§ **THE DATA**
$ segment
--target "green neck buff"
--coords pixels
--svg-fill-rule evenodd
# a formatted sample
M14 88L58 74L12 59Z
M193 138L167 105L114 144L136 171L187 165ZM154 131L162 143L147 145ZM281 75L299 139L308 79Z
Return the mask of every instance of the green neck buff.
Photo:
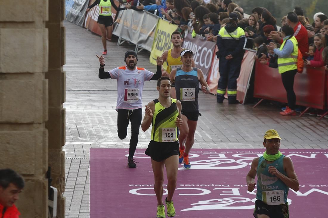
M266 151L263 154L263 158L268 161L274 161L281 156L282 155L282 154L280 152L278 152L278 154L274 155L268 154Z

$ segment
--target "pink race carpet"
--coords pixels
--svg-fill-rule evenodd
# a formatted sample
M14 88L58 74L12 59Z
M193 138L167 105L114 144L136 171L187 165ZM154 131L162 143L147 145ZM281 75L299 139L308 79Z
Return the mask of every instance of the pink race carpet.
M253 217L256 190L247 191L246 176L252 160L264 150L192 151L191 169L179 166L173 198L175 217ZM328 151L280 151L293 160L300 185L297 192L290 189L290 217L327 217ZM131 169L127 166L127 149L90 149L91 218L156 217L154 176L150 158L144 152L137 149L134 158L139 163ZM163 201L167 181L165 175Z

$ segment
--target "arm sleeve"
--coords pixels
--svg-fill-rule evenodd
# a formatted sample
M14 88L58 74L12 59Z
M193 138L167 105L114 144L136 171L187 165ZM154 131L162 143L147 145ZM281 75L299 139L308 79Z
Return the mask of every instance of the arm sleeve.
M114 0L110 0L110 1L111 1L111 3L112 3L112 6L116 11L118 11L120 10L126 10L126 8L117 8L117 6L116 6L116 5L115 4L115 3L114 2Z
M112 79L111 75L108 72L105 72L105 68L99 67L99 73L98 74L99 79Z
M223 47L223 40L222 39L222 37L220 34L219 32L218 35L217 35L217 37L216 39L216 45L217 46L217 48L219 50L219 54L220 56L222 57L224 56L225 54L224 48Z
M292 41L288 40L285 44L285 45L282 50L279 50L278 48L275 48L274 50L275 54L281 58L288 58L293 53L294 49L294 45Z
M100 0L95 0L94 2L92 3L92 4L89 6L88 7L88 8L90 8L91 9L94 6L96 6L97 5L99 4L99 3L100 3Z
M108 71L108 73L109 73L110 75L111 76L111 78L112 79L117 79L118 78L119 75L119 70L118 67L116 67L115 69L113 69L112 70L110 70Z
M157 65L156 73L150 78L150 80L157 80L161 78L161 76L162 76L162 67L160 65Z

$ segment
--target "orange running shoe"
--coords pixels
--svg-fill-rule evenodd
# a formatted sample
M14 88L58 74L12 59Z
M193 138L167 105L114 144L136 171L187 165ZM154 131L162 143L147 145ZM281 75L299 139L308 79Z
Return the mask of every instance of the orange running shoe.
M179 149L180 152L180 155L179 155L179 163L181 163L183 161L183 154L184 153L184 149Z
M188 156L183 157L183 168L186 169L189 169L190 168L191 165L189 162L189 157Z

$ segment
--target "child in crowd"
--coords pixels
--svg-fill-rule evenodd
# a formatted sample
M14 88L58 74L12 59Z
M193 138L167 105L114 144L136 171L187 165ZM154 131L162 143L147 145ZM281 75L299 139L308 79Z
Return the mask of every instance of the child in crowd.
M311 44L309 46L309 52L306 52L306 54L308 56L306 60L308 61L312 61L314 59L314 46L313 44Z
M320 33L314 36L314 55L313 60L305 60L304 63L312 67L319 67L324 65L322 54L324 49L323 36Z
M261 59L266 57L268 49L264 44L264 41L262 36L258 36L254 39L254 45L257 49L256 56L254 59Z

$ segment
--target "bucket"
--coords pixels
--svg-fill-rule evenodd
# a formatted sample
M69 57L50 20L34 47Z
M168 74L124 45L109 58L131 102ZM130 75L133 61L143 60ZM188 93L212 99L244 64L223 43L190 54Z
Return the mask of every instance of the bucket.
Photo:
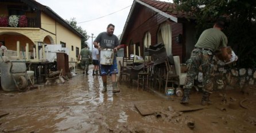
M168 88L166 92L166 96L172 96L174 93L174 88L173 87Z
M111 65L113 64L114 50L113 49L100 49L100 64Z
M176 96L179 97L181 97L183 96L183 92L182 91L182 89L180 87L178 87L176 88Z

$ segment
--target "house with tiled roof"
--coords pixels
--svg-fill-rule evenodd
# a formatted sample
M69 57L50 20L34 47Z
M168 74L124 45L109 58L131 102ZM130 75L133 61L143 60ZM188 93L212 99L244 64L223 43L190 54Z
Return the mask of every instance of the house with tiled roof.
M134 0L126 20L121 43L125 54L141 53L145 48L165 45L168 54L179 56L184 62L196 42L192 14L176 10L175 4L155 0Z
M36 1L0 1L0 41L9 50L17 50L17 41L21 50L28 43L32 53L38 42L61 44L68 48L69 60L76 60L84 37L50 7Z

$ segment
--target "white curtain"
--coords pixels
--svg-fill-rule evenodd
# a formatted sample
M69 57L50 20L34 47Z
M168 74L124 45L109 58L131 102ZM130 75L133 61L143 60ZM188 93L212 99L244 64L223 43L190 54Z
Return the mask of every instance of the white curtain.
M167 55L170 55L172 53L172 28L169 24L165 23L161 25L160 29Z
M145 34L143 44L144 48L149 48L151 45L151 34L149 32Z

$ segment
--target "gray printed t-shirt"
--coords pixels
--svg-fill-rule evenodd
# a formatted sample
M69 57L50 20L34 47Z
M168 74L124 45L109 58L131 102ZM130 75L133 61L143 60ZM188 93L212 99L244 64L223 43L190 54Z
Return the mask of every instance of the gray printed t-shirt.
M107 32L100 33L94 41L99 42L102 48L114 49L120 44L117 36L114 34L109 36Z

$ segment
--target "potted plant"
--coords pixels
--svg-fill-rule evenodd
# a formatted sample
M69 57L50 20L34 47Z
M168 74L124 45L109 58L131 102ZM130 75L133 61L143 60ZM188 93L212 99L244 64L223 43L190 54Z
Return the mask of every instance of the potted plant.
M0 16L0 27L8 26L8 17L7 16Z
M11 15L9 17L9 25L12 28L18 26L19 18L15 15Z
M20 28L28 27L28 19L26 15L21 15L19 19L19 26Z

§ **PROBLEM TO WORK ON**
Transcribe the records above exactly as they appear, leaving out any pictures.

§ **FINAL RESULT**
$ segment
--target "green neck buff"
--coords pixels
--svg-fill-rule evenodd
# a formatted sample
M14 88L58 74L12 59Z
M193 138L167 105L114 144L136 171L187 165ZM154 131L162 143L147 145ZM281 75L299 139L308 79Z
Return the mask of every instance of the green neck buff.
Photo:
M266 151L263 154L263 158L268 161L274 161L281 156L282 155L282 154L280 152L278 152L278 154L274 155L268 154Z

$ segment
--target "pink race carpet"
--coords pixels
--svg-fill-rule evenodd
# a formatted sample
M14 88L58 74L12 59Z
M193 138L167 105L114 144L136 171L187 165ZM154 131L162 143L147 145ZM281 75L299 139L308 79Z
Return the mask of every instance of the pink race carpet.
M253 217L256 190L247 191L246 176L252 160L264 150L192 151L191 169L179 166L173 198L175 217ZM328 151L280 151L293 160L300 185L297 192L290 189L290 217L327 217ZM131 169L127 166L127 149L90 149L91 218L156 217L154 176L150 158L144 152L137 149L134 158L139 163ZM163 201L167 181L165 175Z

$ segment
--target "arm sleeve"
--coords pixels
--svg-fill-rule evenodd
# a formatted sample
M14 88L58 74L12 59Z
M193 138L167 105L114 144L136 171L187 165ZM154 131L162 143L147 145ZM281 75L299 139L308 79Z
Return the mask of every instance of the arm sleeve.
M114 0L110 0L110 1L111 1L111 3L112 3L112 6L116 11L118 11L120 10L126 10L126 8L117 8L117 6L116 6L116 5L115 4L115 3L114 2Z
M112 79L111 75L108 72L105 72L105 68L99 67L99 73L98 74L99 79Z
M223 47L223 40L222 39L222 37L220 34L219 32L218 35L217 35L217 37L216 39L216 45L217 46L217 48L219 50L219 54L220 56L222 57L224 56L225 54L224 48Z
M292 41L288 40L285 44L285 45L282 50L279 50L278 48L275 48L274 50L275 54L281 58L288 58L293 53L294 49L294 45Z
M100 0L95 0L94 2L92 3L92 4L89 6L88 7L88 8L90 8L91 9L94 6L96 6L97 5L99 4L99 3L100 3Z
M108 71L108 73L109 73L110 75L111 76L111 78L112 79L117 79L118 78L119 75L119 70L118 67L116 67L115 69L113 69L112 70L110 70Z
M157 65L156 73L150 78L150 80L157 80L161 78L161 76L162 76L162 67L160 65Z

$ segment
--target "orange running shoe"
--coords pixels
--svg-fill-rule evenodd
# a formatted sample
M14 88L58 74L12 59Z
M193 138L167 105L114 144L136 171L187 165ZM154 131L162 143L147 145ZM281 75L299 139L308 79Z
Return the mask of every instance of the orange running shoe.
M179 149L180 152L180 155L179 155L179 163L181 163L183 161L183 154L184 153L184 149Z
M188 156L183 157L183 168L186 169L189 169L190 168L191 165L189 162L189 157Z

$ segment
--target "child in crowd"
--coords pixels
--svg-fill-rule evenodd
# a formatted sample
M14 88L58 74L12 59Z
M193 138L167 105L114 144L136 171L187 165ZM154 131L162 143L147 145ZM281 75L299 139L308 79Z
Return the mask of every instance of the child in crowd.
M311 44L309 46L309 52L306 52L306 54L308 56L306 60L308 61L312 61L314 59L314 46L313 44Z
M320 33L314 36L314 55L313 60L305 60L304 63L312 67L319 67L324 65L322 54L324 49L323 36Z
M261 59L266 57L268 49L264 44L264 41L262 36L258 36L254 39L254 45L257 49L256 56L254 59Z

$ segment
--target "bucket"
--coords pixels
--svg-fill-rule evenodd
# a formatted sample
M69 57L50 20L34 47Z
M168 74L124 45L109 58L131 102ZM130 75L133 61L143 60ZM188 93L212 99L244 64L223 43L190 54Z
Return the mask of every instance of the bucket.
Photo:
M168 88L166 92L166 96L172 96L174 93L174 88L173 87Z
M111 65L113 64L114 50L113 49L100 49L100 64Z
M176 96L179 97L181 97L183 96L183 92L182 91L182 89L180 87L178 87L176 88Z

$ segment
--target "house with tiled roof"
--coords pixels
--svg-fill-rule evenodd
# a formatted sample
M69 57L50 20L34 47Z
M168 74L124 45L109 58L131 102ZM130 75L133 61L143 60ZM188 93L212 99L244 64L223 43L190 54Z
Return the mask of every instance of the house with tiled roof.
M134 0L126 20L121 43L125 54L141 53L145 48L165 45L168 54L179 56L184 62L196 42L192 14L176 10L175 4L155 0Z
M36 1L0 1L0 41L9 50L17 50L17 41L21 50L28 43L32 53L38 42L61 44L68 48L69 60L76 60L84 37L50 7Z

$ segment
--target "white curtain"
--coords pixels
--svg-fill-rule evenodd
# a formatted sample
M69 57L50 20L34 47Z
M168 74L124 45L109 58L131 102ZM130 75L133 61L143 60ZM188 93L212 99L244 64L223 43L190 54Z
Return the mask of every instance of the white curtain.
M167 55L170 55L172 53L172 28L169 24L165 23L161 25L160 29Z
M145 34L143 44L144 48L149 48L151 45L151 34L149 32Z

$ segment
--target "gray printed t-shirt"
--coords pixels
--svg-fill-rule evenodd
# a formatted sample
M69 57L50 20L34 47Z
M168 74L124 45L109 58L131 102ZM130 75L133 61L143 60ZM188 93L212 99L244 64L223 43L190 54Z
Return the mask of every instance of the gray printed t-shirt.
M107 32L100 33L94 41L99 42L102 48L114 49L120 44L117 36L114 34L109 36Z

$ segment
--target "potted plant"
--coords pixels
--svg-fill-rule evenodd
# a formatted sample
M69 57L50 20L34 47Z
M168 74L124 45L109 58L131 102ZM130 75L133 61L143 60ZM188 93L212 99L244 64L223 43L190 54Z
Return the mask of every instance of the potted plant.
M0 16L0 27L8 26L8 17L7 16Z
M11 15L9 17L9 25L12 28L18 26L19 18L15 15Z
M20 28L28 27L28 19L26 15L21 15L19 19L19 26Z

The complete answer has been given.